**Extracted data entries**
BEGIN

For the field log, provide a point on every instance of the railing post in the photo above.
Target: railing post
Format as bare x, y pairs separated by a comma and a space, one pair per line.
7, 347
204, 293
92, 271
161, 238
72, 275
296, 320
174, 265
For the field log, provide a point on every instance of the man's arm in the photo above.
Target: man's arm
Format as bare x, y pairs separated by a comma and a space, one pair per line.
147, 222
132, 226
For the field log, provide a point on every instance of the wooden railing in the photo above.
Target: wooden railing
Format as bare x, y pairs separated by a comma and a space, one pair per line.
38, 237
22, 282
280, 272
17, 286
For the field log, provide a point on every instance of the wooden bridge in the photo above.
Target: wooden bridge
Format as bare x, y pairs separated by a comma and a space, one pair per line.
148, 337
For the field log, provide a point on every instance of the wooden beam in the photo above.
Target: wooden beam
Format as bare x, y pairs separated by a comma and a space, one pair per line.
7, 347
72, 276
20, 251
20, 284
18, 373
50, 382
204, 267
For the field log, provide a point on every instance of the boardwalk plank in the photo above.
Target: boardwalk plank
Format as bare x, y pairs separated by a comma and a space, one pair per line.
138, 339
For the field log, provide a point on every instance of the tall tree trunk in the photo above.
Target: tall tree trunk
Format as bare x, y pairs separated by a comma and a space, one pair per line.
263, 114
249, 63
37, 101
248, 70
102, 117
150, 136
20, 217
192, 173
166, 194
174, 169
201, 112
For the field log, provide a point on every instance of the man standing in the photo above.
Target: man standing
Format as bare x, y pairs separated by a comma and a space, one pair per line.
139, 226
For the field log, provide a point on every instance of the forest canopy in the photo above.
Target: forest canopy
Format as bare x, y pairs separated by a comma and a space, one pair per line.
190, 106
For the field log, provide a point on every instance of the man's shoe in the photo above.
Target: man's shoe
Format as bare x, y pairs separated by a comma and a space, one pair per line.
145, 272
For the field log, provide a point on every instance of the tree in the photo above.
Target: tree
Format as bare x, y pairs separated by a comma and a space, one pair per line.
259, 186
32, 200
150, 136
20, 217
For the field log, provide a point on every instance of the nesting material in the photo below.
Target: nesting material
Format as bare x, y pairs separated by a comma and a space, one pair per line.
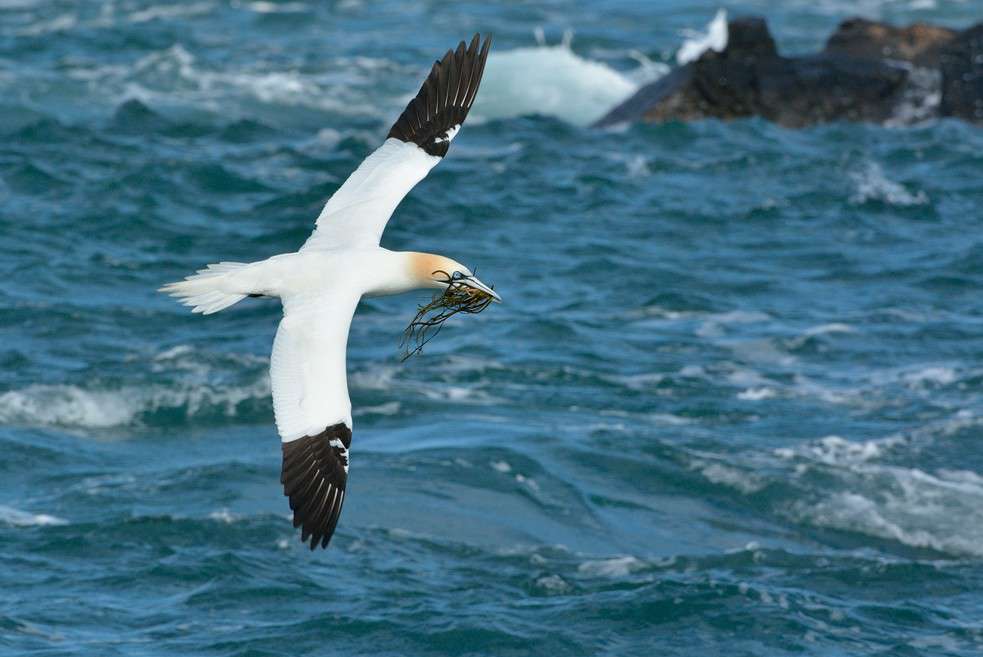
457, 297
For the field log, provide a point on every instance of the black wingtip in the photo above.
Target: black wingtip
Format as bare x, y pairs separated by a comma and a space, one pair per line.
314, 478
444, 100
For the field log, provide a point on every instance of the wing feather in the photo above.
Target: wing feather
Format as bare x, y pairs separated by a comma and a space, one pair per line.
358, 211
313, 411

END

In the records above, find the line containing "canopy in the photo above.". Reproduce it and every line after it through the last line, omitting pictures.

**SOLUTION FOR THIS PROBLEM**
For the field log, provide a point on every instance of the forest canopy in the photo above.
Target: forest canopy
Format as bare x, y pairs separated by a comma and a space, one pair per line.
190, 106
For the field log, provide a point on every instance of the man's shoe in the photo above.
Target: man's shoe
Format as bare x, y pairs separated by a comma and a space, one pair per line.
145, 272
For the field log, provide a point on every instance of the tree in the photo above.
Target: tree
Format as bare x, y pairs separated by a comma and a space, one pair per line.
259, 186
32, 200
150, 136
20, 217
For the field log, provide a point on every instance of the nesting material in the photo below.
Target: nesting material
Format as bare x, y pairs separated by a comma and a space, one pair per line.
457, 297
For the field log, provide a point on every instance of the black wingtip in the photo above.
Target: black wingtip
Format as bare x, y pairs separated by a comma and a space, one pair per line.
314, 478
444, 100
For the field log, provide a point on every instance of the wing feather in the photo above.
Target: wing feather
Format as bare x, y pairs separated by a comma and a space, one pair per line.
358, 211
313, 411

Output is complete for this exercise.